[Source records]
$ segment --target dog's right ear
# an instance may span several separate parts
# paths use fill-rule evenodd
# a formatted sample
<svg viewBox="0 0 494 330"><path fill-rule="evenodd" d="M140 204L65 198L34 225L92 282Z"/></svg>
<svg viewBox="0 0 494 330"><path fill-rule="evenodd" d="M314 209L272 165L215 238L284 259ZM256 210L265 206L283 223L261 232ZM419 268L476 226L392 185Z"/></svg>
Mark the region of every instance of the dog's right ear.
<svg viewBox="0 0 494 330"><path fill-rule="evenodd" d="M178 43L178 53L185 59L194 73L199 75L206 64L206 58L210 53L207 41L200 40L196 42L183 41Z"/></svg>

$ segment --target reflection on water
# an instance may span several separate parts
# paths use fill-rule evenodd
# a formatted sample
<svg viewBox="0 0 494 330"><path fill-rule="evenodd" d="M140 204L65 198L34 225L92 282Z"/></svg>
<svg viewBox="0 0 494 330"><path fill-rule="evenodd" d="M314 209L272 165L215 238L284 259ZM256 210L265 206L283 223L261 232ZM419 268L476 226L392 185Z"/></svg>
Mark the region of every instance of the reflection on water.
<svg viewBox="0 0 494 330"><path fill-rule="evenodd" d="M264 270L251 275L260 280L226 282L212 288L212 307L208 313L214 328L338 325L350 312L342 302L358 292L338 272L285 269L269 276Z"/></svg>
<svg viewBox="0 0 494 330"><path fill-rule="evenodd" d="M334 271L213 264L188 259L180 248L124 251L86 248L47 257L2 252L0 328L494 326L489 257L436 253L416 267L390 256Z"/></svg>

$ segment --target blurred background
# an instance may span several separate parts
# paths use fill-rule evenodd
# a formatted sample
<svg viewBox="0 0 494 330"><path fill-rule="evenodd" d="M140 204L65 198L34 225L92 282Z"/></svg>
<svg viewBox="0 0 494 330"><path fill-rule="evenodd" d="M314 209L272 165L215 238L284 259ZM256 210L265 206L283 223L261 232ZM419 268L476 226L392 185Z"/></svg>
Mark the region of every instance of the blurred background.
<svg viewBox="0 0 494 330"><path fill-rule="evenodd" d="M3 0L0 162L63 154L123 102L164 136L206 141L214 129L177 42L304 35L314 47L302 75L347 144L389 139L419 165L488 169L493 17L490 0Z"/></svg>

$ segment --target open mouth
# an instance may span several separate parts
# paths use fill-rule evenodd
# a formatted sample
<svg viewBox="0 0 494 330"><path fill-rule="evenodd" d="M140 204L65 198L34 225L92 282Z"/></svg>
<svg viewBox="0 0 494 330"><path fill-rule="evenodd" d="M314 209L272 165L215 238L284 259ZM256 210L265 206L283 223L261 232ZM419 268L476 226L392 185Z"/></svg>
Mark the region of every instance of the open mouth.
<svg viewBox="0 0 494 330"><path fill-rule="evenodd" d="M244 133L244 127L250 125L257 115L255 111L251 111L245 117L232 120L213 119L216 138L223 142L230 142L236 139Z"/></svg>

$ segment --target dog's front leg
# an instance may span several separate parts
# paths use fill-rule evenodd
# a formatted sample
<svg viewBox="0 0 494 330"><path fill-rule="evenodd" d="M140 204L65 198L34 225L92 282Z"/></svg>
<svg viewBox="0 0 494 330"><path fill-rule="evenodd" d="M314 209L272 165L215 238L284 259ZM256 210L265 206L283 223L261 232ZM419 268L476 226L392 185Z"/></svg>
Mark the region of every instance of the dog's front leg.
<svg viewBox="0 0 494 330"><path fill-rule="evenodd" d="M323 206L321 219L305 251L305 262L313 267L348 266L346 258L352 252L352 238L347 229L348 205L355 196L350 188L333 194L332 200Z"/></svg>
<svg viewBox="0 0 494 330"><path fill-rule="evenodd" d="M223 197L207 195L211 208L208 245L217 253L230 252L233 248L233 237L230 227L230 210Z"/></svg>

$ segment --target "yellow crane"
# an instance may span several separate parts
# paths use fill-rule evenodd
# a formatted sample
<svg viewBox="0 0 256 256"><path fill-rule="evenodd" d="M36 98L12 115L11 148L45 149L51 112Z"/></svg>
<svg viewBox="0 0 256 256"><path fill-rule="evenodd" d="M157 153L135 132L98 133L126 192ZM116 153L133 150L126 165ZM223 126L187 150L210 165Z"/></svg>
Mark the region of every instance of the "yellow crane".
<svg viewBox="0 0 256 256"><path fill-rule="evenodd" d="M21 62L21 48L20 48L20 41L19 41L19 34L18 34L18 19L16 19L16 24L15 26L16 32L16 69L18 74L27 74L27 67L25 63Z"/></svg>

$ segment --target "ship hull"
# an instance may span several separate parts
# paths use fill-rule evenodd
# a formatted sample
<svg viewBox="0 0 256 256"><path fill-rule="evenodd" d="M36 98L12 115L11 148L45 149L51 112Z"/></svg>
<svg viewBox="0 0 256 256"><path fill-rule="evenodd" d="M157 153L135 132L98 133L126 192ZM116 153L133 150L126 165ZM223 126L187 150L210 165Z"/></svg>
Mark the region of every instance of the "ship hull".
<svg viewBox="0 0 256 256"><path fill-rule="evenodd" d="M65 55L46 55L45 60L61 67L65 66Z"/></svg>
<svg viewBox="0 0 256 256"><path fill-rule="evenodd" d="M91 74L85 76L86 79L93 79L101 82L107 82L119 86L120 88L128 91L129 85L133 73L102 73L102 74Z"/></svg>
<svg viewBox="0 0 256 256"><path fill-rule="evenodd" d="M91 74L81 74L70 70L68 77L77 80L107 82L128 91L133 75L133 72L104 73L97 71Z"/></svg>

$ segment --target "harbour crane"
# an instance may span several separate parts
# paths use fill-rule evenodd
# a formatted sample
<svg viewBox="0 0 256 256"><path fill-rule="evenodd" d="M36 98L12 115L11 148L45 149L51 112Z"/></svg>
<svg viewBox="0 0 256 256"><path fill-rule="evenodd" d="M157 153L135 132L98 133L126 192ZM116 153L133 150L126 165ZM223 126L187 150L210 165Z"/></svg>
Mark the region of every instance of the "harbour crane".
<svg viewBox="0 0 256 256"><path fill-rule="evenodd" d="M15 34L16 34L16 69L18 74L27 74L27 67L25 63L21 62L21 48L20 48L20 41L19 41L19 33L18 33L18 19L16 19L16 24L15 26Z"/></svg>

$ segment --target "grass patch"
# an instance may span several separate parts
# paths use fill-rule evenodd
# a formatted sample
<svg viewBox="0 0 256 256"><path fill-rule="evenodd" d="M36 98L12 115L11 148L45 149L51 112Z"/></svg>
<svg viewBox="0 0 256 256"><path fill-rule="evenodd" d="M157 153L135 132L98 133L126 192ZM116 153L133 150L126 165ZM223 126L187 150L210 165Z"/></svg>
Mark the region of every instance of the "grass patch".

■ REQUIRED TASK ■
Copy every line of the material, please, keeping it exactly the same.

■ FINISHED ANSWER ■
$ segment --target dog's right ear
# an instance may span several separate parts
# paths use fill-rule evenodd
# a formatted sample
<svg viewBox="0 0 494 330"><path fill-rule="evenodd" d="M140 204L65 198L34 225L92 282Z"/></svg>
<svg viewBox="0 0 494 330"><path fill-rule="evenodd" d="M314 209L272 165L215 238L284 259ZM256 210L265 206L283 223L261 232ZM419 268L476 226L392 185Z"/></svg>
Mark the region of every instance of the dog's right ear.
<svg viewBox="0 0 494 330"><path fill-rule="evenodd" d="M178 43L178 53L185 59L194 73L199 75L206 64L206 58L210 53L207 41L200 40L196 42L183 41Z"/></svg>

$ segment --target reflection on water
# an instance may span several separate parts
# paths use fill-rule evenodd
# a formatted sample
<svg viewBox="0 0 494 330"><path fill-rule="evenodd" d="M140 204L65 198L34 225L92 282Z"/></svg>
<svg viewBox="0 0 494 330"><path fill-rule="evenodd" d="M314 209L272 165L215 238L284 259ZM256 210L265 206L283 223L261 232ZM419 268L476 226L392 185Z"/></svg>
Mark the region of every instance of the reflection on water.
<svg viewBox="0 0 494 330"><path fill-rule="evenodd" d="M264 270L251 275L260 280L226 282L212 288L212 307L208 313L214 328L338 325L350 312L342 302L358 292L338 272L285 269L269 276Z"/></svg>
<svg viewBox="0 0 494 330"><path fill-rule="evenodd" d="M334 271L213 264L188 259L180 248L124 251L86 248L47 257L2 252L0 328L494 326L489 257L436 253L416 267L390 256Z"/></svg>

$ segment --target blurred background
# an instance may span several separate parts
# paths use fill-rule evenodd
# a formatted sample
<svg viewBox="0 0 494 330"><path fill-rule="evenodd" d="M140 204L65 198L34 225L92 282Z"/></svg>
<svg viewBox="0 0 494 330"><path fill-rule="evenodd" d="M314 209L272 165L215 238L284 259ZM256 210L265 206L283 223L261 232ZM419 268L476 226L392 185Z"/></svg>
Mark the region of every instance of the blurred background.
<svg viewBox="0 0 494 330"><path fill-rule="evenodd" d="M3 0L0 162L63 154L123 102L164 136L206 141L214 129L177 42L304 35L314 47L302 75L347 144L389 139L419 165L488 169L493 17L490 0Z"/></svg>

$ segment --target open mouth
# an instance may span several separate parts
# paths use fill-rule evenodd
# a formatted sample
<svg viewBox="0 0 494 330"><path fill-rule="evenodd" d="M140 204L65 198L34 225L92 282Z"/></svg>
<svg viewBox="0 0 494 330"><path fill-rule="evenodd" d="M314 209L272 165L215 238L284 259ZM256 210L265 206L283 223L261 232ZM419 268L476 226L392 185Z"/></svg>
Mark the region of every instance of the open mouth.
<svg viewBox="0 0 494 330"><path fill-rule="evenodd" d="M244 133L244 127L250 125L257 115L255 111L251 111L245 117L232 120L213 119L216 138L223 142L230 142L236 139Z"/></svg>

$ segment --target dog's front leg
# an instance may span several separate parts
# paths use fill-rule evenodd
# a formatted sample
<svg viewBox="0 0 494 330"><path fill-rule="evenodd" d="M140 204L65 198L34 225L92 282Z"/></svg>
<svg viewBox="0 0 494 330"><path fill-rule="evenodd" d="M314 209L272 165L215 238L284 259ZM256 210L265 206L283 223L261 232ZM419 268L476 226L392 185Z"/></svg>
Mark the region of every instance of the dog's front leg.
<svg viewBox="0 0 494 330"><path fill-rule="evenodd" d="M323 206L321 219L305 251L305 262L313 267L348 266L346 258L352 252L352 238L347 229L348 205L355 196L350 188L333 194L332 200Z"/></svg>
<svg viewBox="0 0 494 330"><path fill-rule="evenodd" d="M223 197L207 195L211 208L208 245L217 253L230 252L233 248L233 237L230 227L230 210Z"/></svg>

$ segment --target "yellow crane"
# an instance may span several separate parts
# paths use fill-rule evenodd
# a formatted sample
<svg viewBox="0 0 256 256"><path fill-rule="evenodd" d="M36 98L12 115L11 148L45 149L51 112Z"/></svg>
<svg viewBox="0 0 256 256"><path fill-rule="evenodd" d="M157 153L135 132L98 133L126 192ZM116 153L133 150L126 165ZM223 126L187 150L210 165Z"/></svg>
Mark the region of every instance of the "yellow crane".
<svg viewBox="0 0 256 256"><path fill-rule="evenodd" d="M21 62L21 48L20 48L20 41L19 41L19 34L18 34L18 19L16 19L16 24L15 26L16 32L16 69L18 74L27 74L27 67L25 63Z"/></svg>

$ segment --target "ship hull"
# an instance may span several separate parts
# paths use fill-rule evenodd
# a formatted sample
<svg viewBox="0 0 256 256"><path fill-rule="evenodd" d="M36 98L12 115L11 148L45 149L51 112Z"/></svg>
<svg viewBox="0 0 256 256"><path fill-rule="evenodd" d="M157 153L135 132L98 133L126 192ZM116 153L133 150L126 165ZM223 126L187 150L210 165Z"/></svg>
Mark the region of every instance of the "ship hull".
<svg viewBox="0 0 256 256"><path fill-rule="evenodd" d="M65 55L46 55L45 60L61 67L65 66Z"/></svg>
<svg viewBox="0 0 256 256"><path fill-rule="evenodd" d="M91 74L85 76L86 79L93 79L101 82L107 82L119 86L120 88L128 91L129 85L133 73L102 73L102 74Z"/></svg>
<svg viewBox="0 0 256 256"><path fill-rule="evenodd" d="M91 74L81 74L70 70L68 77L77 80L107 82L128 91L133 75L133 72L104 73L97 71Z"/></svg>

$ segment --target "harbour crane"
# an instance may span several separate parts
# paths use fill-rule evenodd
# a formatted sample
<svg viewBox="0 0 256 256"><path fill-rule="evenodd" d="M36 98L12 115L11 148L45 149L51 112Z"/></svg>
<svg viewBox="0 0 256 256"><path fill-rule="evenodd" d="M157 153L135 132L98 133L126 192ZM116 153L133 150L126 165ZM223 126L187 150L210 165Z"/></svg>
Mark the region of every instance of the "harbour crane".
<svg viewBox="0 0 256 256"><path fill-rule="evenodd" d="M15 34L16 34L16 69L18 74L27 74L27 67L25 63L21 62L21 48L20 48L20 41L19 41L19 33L18 33L18 19L16 19L16 24L15 26Z"/></svg>

$ segment --target "grass patch"
# an instance may span several separate parts
# paths use fill-rule evenodd
# a formatted sample
<svg viewBox="0 0 256 256"><path fill-rule="evenodd" d="M36 98L12 115L11 148L45 149L51 112Z"/></svg>
<svg viewBox="0 0 256 256"><path fill-rule="evenodd" d="M157 153L135 132L98 133L126 192ZM116 153L133 150L126 165ZM223 126L187 150L210 165Z"/></svg>
Mark the region of every instance of the "grass patch".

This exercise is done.